### DIRECTIONS FOR THIS TASK
Set down every line of the data, unchanged and complete.
● ● ● ●
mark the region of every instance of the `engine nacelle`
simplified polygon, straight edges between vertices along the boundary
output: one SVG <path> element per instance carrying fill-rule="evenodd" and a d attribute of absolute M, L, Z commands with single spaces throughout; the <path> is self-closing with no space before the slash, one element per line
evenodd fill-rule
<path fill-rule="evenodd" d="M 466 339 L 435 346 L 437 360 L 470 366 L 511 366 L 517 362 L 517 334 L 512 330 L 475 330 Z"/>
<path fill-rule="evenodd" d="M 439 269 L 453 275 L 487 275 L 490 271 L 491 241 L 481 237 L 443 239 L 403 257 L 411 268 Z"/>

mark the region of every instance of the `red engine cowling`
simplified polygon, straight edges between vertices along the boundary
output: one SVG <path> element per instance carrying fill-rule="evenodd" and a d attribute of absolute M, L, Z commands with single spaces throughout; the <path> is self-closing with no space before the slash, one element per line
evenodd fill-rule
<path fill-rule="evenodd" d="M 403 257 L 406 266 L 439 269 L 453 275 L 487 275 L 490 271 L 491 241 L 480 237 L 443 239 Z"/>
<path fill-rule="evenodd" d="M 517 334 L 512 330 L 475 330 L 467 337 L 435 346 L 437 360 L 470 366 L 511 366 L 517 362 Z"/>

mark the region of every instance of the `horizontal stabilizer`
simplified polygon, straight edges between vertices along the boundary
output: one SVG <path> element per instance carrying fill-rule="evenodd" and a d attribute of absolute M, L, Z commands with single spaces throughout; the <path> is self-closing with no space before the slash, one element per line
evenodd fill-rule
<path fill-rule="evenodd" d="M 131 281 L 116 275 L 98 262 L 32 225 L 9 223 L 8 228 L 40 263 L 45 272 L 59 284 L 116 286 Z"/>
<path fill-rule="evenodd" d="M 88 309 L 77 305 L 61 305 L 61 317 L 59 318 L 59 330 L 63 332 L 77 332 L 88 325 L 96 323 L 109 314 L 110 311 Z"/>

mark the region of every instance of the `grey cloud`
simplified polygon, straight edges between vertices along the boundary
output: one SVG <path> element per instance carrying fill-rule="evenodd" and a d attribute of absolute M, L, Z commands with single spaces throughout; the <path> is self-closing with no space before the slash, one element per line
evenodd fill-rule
● ● ● ●
### RESULT OF THE TASK
mark the region of every instance of the `engine nacelle`
simplified polygon, straight edges between vertices along the boundary
output: one SVG <path> element per instance carrying fill-rule="evenodd" and a d attribute of absolute M, L, Z commands with single spaces throughout; the <path> is self-closing with no space before the slash, one element per line
evenodd fill-rule
<path fill-rule="evenodd" d="M 466 339 L 435 346 L 437 360 L 470 366 L 511 366 L 517 362 L 517 334 L 512 330 L 475 330 Z"/>
<path fill-rule="evenodd" d="M 439 269 L 453 275 L 487 275 L 490 271 L 491 241 L 481 237 L 443 239 L 403 257 L 411 268 Z"/>

mark the region of every instance of the `red engine cowling`
simplified polygon, straight edges between vertices along the boundary
output: one SVG <path> element per instance carrying fill-rule="evenodd" and a d attribute of absolute M, L, Z commands with single spaces throughout; the <path> is self-closing with no space before the slash, one element per line
evenodd fill-rule
<path fill-rule="evenodd" d="M 403 257 L 406 266 L 439 269 L 453 275 L 487 275 L 490 271 L 491 241 L 480 237 L 443 239 Z"/>
<path fill-rule="evenodd" d="M 517 334 L 512 330 L 475 330 L 467 337 L 435 346 L 437 360 L 470 366 L 511 366 L 517 362 Z"/>

mark the region of every instance of the `horizontal stabilizer`
simplified polygon, straight edges between vertices along the boundary
output: one SVG <path> element per instance carrying fill-rule="evenodd" and a d attribute of absolute M, L, Z commands with single spaces throughout; the <path> is self-closing with no space before the slash, one element per line
evenodd fill-rule
<path fill-rule="evenodd" d="M 131 281 L 116 275 L 98 262 L 32 225 L 9 223 L 8 228 L 40 263 L 45 272 L 59 284 L 116 286 Z"/>
<path fill-rule="evenodd" d="M 88 309 L 77 305 L 61 305 L 61 317 L 59 318 L 59 330 L 63 332 L 77 332 L 88 325 L 96 323 L 109 314 L 110 311 Z"/>

mark the region of every instance of the `grey cloud`
simplified polygon, straight edges between vertices along the boundary
output: one SVG <path> element per instance carrying fill-rule="evenodd" and a d attribute of absolute M, L, Z commands with single spaces throughout; the <path> is self-closing with no space before the slash, one element per line
evenodd fill-rule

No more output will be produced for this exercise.